● WHAT THE TASK REQUIRES:
Your task is to output the entries below word for word.

▼

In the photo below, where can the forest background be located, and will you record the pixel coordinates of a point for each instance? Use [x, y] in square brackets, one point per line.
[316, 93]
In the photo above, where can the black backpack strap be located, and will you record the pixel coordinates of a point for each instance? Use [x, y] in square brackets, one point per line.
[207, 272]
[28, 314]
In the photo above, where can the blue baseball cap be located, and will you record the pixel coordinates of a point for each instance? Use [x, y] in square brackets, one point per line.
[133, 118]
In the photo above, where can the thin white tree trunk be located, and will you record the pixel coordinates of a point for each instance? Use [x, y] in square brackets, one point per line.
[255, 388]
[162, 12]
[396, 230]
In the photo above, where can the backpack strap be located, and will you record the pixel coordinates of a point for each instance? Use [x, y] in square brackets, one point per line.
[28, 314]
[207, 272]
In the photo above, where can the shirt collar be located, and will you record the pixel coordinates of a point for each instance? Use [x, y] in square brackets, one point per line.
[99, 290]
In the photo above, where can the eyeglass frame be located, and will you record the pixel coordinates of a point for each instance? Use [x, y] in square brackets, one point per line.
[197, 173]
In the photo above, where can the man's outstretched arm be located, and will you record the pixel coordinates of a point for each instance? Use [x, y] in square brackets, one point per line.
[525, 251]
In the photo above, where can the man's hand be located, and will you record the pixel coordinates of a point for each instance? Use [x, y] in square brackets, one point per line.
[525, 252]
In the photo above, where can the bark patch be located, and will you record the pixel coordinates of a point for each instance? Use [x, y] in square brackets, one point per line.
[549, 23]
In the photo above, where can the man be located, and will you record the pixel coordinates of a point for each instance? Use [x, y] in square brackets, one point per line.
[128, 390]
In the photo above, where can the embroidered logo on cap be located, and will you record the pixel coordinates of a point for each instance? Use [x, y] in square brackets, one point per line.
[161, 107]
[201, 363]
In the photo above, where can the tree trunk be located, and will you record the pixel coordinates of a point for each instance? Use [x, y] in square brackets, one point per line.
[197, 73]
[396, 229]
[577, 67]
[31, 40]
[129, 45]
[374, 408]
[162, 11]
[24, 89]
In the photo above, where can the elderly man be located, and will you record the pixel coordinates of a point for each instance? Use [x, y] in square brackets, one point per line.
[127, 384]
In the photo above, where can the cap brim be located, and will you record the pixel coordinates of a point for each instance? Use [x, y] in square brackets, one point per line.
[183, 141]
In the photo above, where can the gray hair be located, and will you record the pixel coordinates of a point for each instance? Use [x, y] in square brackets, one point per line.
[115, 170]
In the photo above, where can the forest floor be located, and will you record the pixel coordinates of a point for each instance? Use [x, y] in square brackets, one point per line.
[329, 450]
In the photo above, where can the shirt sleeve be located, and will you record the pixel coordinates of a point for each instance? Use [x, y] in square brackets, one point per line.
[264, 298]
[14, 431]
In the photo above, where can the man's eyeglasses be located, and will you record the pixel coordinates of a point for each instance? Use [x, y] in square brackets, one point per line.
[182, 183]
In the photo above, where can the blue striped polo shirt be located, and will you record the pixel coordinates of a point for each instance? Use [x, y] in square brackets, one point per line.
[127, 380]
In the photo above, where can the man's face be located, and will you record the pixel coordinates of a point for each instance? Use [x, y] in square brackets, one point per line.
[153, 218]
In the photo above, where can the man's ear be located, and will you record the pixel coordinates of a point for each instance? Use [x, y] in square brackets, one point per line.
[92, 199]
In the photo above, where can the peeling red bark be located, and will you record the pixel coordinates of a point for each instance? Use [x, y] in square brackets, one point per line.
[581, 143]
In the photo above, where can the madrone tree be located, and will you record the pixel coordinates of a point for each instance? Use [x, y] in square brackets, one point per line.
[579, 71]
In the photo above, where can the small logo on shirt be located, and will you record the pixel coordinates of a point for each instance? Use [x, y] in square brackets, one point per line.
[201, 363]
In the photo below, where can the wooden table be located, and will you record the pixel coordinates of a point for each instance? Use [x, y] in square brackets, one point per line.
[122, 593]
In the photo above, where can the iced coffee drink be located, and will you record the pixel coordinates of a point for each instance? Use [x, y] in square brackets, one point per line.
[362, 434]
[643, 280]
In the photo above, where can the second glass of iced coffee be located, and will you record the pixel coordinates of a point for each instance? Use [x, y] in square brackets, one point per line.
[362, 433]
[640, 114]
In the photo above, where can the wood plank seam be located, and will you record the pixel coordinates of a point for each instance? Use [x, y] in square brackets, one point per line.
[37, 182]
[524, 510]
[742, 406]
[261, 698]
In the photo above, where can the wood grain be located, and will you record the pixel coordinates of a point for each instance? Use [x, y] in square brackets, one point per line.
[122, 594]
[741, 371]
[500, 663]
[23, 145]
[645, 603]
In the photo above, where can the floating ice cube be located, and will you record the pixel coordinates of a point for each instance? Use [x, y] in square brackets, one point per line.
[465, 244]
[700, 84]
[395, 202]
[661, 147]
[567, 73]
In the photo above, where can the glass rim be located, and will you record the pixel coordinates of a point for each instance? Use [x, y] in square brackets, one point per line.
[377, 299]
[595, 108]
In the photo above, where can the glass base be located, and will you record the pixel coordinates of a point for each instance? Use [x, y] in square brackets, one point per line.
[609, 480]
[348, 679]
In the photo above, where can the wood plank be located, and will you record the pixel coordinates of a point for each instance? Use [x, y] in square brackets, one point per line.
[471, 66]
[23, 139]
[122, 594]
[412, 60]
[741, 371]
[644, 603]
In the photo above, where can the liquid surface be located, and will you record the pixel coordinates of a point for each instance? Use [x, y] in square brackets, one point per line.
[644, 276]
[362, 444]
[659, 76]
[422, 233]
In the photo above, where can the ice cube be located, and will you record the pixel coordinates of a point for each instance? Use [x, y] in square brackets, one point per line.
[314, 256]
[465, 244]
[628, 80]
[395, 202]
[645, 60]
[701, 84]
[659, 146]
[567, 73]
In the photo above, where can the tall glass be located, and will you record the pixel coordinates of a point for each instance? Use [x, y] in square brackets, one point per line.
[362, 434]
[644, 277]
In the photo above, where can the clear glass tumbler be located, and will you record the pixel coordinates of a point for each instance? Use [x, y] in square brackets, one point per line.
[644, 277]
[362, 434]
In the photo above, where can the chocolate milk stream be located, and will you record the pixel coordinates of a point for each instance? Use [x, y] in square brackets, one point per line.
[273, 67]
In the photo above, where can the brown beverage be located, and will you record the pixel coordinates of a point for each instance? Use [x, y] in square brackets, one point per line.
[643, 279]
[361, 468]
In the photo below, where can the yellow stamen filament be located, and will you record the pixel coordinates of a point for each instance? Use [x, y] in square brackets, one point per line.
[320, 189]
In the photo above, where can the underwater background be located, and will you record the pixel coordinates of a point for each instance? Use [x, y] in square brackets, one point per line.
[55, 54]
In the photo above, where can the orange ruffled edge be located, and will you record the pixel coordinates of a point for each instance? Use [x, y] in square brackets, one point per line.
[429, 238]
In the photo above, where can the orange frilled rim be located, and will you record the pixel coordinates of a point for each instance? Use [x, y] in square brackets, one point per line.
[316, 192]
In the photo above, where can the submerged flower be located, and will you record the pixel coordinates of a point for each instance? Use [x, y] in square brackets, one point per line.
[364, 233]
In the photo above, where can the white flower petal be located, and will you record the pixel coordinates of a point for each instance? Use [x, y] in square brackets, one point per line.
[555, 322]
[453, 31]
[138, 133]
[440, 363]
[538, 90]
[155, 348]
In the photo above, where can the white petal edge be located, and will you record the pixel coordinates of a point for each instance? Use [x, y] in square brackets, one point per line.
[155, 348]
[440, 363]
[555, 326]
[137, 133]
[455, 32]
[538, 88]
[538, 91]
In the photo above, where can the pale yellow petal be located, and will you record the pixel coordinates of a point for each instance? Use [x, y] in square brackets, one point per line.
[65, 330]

▲

● RESPONSE:
In the photo below, where can the forest background be located, and will you record the pixel coordinates of a point for each instance? Use [x, y] in square brackets, one point per line.
[316, 93]
In the photo above, where can the black backpack strap be located, and will you record the pixel coordinates of a point for each instance? Use [x, y] in square brackets, one point per line.
[207, 272]
[28, 314]
In the photo above, where can the blue baseball cap be located, and will you record the pixel coordinates of a point for each instance? Use [x, y] in square brackets, one point per line.
[133, 118]
In the photo above, where can the thin white tree trunk be located, and will you record the pixel coordinates of a point for each instance? Use [x, y] in square brackets, one point per line.
[255, 388]
[162, 12]
[396, 230]
In the photo above, where can the backpack strap be located, and will you record the pixel coordinates of a point for each instance? Use [x, y] in square brackets, one point per line.
[28, 314]
[207, 272]
In the photo above, where can the shirt collar be located, and will you record the pixel coordinates of a point for each instance? Use [x, y] in square brackets, one point per line.
[99, 290]
In the photo above, where can the eyeglass frame be located, and will you record the pixel coordinates of a point for each instance? Use [x, y] in square brackets, one point per line.
[197, 173]
In the photo above, where can the man's outstretched arm be located, and will you record the pixel coordinates of a point for each instance? Use [x, y] in square brackets, one point per line.
[525, 251]
In the photo above, where can the man's hand be located, and will you record the pixel coordinates of a point for each instance? Use [x, y] in square brackets, one point per line.
[525, 252]
In the photo above, where can the bark patch be located, and will you record the pixel coordinates of a point for each instance? Use [x, y] in square brackets, one point per line.
[549, 23]
In the photo above, where can the man be located, and will you record the pixel coordinates of a point for each instance? Use [x, y] in square brackets, one point per line.
[128, 390]
In the photo above, where can the embroidered logo on cap be located, and will you record the pixel coordinates of a point for each instance? Use [x, y] in square brackets, one point per line.
[161, 107]
[201, 363]
In the photo above, where can the tree trunk be located, and will you record the pixel coordinates of a point for each instance? Use [x, y] in square brackets, one point per line.
[197, 73]
[396, 229]
[577, 67]
[31, 40]
[129, 45]
[374, 408]
[162, 11]
[24, 89]
In the photo above, where can the elderly man be located, and will you record the pixel coordinates of a point for each instance? Use [x, y] in square brackets, one point per line.
[127, 384]
In the photo above, where can the cap brim be located, and will you record the pixel coordinates of a point for each instance? Use [x, y] in square brackets, one point per line.
[183, 141]
In the photo above, where can the gray hair be located, and will you record the pixel coordinates of a point for each instance? Use [x, y] in square brackets, one point per line.
[115, 170]
In the photo above, where can the forest floor be located, and will you record the pixel coordinates of a point for each instance? Use [x, y] in square brackets, one point per line.
[329, 450]
In the photo above, where can the shirt sleeve be located, and will you record the pixel coordinates of a point for each instance? Use [x, y] in square brackets, one point per line.
[264, 298]
[14, 431]
In the photo above, where can the man's eyeglasses be located, and will you record the pixel coordinates of a point for each instance? Use [x, y] in square brackets, one point per line.
[182, 183]
In the photo above, where can the blue striped polo shirt be located, and will you record the pixel coordinates of a point for each instance? Use [x, y] in square brackets, one point per line.
[127, 380]
In the photo above, where can the man's face be located, and will you record the pixel coordinates of a point for each instance? Use [x, y] in square brackets, one point per line.
[153, 218]
In the photo above, where can the man's ear be located, and will you record the pixel coordinates of a point for each instance? Use [x, y] in square brackets, one point per line.
[92, 199]
In the photo above, where can the peeling red bark be located, and will you record the pixel coordinates of a point for each instance? Use [x, y] in square brackets, one point per line.
[581, 143]
In the photo above, where can the madrone tree be located, and will you record the pixel coordinates of a point for each instance? Use [x, y] in square brackets, one point per line.
[579, 71]
In the photo above, where can the small logo on shirt be located, and will you record the pixel coordinates of a point for each instance? Use [x, y] in square brackets, one point per line.
[201, 363]
In the photo below, where can the wooden table be located, and will you record the pixel coordinates of a point for each instance? Use [x, y] in square brackets, one point per line.
[122, 593]
In the photo above, where can the iced coffee drink be located, and will you record the pixel coordinates of a point for each instance? Use [x, y] in square brackets, one point per line.
[362, 434]
[643, 280]
In the photo above, where can the second glass of iced coffee be located, and will you record the pixel coordinates of a point for each instance? Use [x, y] in square brackets, one point per line.
[362, 433]
[640, 114]
In the photo above, where can the wood plank seam be located, and will you record the pixel coordinates of a point for each instance? Use [x, y] in square brackets, one point per line.
[37, 182]
[524, 510]
[742, 406]
[261, 698]
In the photo above, where can the wood grain be located, and will you record the pixel coordinates of a point for each instance? Use [x, y] in square brackets, one point per line.
[122, 594]
[741, 371]
[500, 663]
[23, 145]
[645, 603]
In the photo above, where can the floating ice cube be located, and will you record the pixel coordinates of a point for each instance? Use [x, y] in square brackets, one point per line.
[465, 244]
[700, 84]
[395, 202]
[661, 147]
[567, 73]
In the photo above, where can the glass rim be located, and will you record the pixel coordinates of a point for each instance? Use [x, y] in square brackets, one point per line.
[377, 299]
[595, 108]
In the photo above, where can the glass base be located, and will you record the pixel coordinates of a point for each instance? Use [x, y] in square brackets, one point per line.
[609, 480]
[348, 679]
In the photo above, where can the wood plank be located, and will you record the pixel coordinates of a point for each instance? Use [x, y] in square brackets, one point per line.
[471, 66]
[23, 139]
[122, 594]
[412, 60]
[741, 371]
[644, 603]
In the photo above, where can the liquid surface be located, and will you record the pixel coordinates of a point for each instance? Use [x, y] in square brackets, one point per line.
[644, 276]
[362, 444]
[659, 76]
[422, 233]
In the photo above, where can the ice cube be located, and will you record the pixel coordinates of a point for each instance? Use [x, y] in square brackets, one point per line.
[314, 256]
[465, 244]
[628, 80]
[395, 202]
[645, 60]
[701, 84]
[659, 146]
[567, 73]
In the photo above, where can the tall glass be located, and will you record the pixel coordinates of a point for each instance? Use [x, y] in square brackets, one point per line.
[362, 434]
[644, 277]
In the photo above, where can the clear glass tumbler be located, and will you record the pixel coordinates of a point for each instance? Use [x, y] in square brackets, one point per line.
[644, 277]
[362, 434]
In the photo above, where can the chocolate milk stream be located, and will you record the pixel coordinates of a point for each instance? Use [x, y] in square brackets, one point per line.
[273, 67]
In the photo above, where can the brown beverage be located, and will you record the pixel coordinates of a point for each instance? Use [x, y] in square brackets, one point per line.
[643, 279]
[361, 468]
In the photo below, where can the yellow stamen filament be located, and will you record the pixel coordinates of a point for each instance? Use [x, y] in square brackets, one point per line.
[320, 189]
In the photo above, where can the underwater background be located, and will you record the pixel coordinates of a point for each instance? Use [x, y] in square brackets, one point per line.
[55, 54]
In the photo above, where can the orange ruffled edge be located, and will you record the pixel coordinates of a point for each instance? Use [x, y] in square brackets, one point per line.
[429, 238]
In the photo above, where can the orange frilled rim be located, and will you record the pixel coordinates of a point for each instance? Use [x, y] in square brackets, one point per line.
[316, 192]
In the photo above, where can the submerged flower be located, and will you record the pixel coordinates of a point for each instance? Use [x, y] in square brackets, one point per line.
[364, 233]
In the photo above, where can the white flower petal be located, and will you record the pixel coordinates of a point for each instance? Use [x, y] in square brackets, one point per line.
[555, 322]
[453, 31]
[138, 133]
[440, 363]
[538, 90]
[155, 348]
In the photo above, where can the white petal edge be located, and will you record the pixel coordinates of a point for each instance? Use [x, y] in square brackets, one point per line.
[155, 348]
[440, 363]
[555, 326]
[137, 133]
[455, 32]
[538, 88]
[538, 91]
In the photo above, where can the pale yellow petal be located, and will you record the pixel coordinates of a point for each instance? Use [x, y] in square brackets, one point per line.
[65, 330]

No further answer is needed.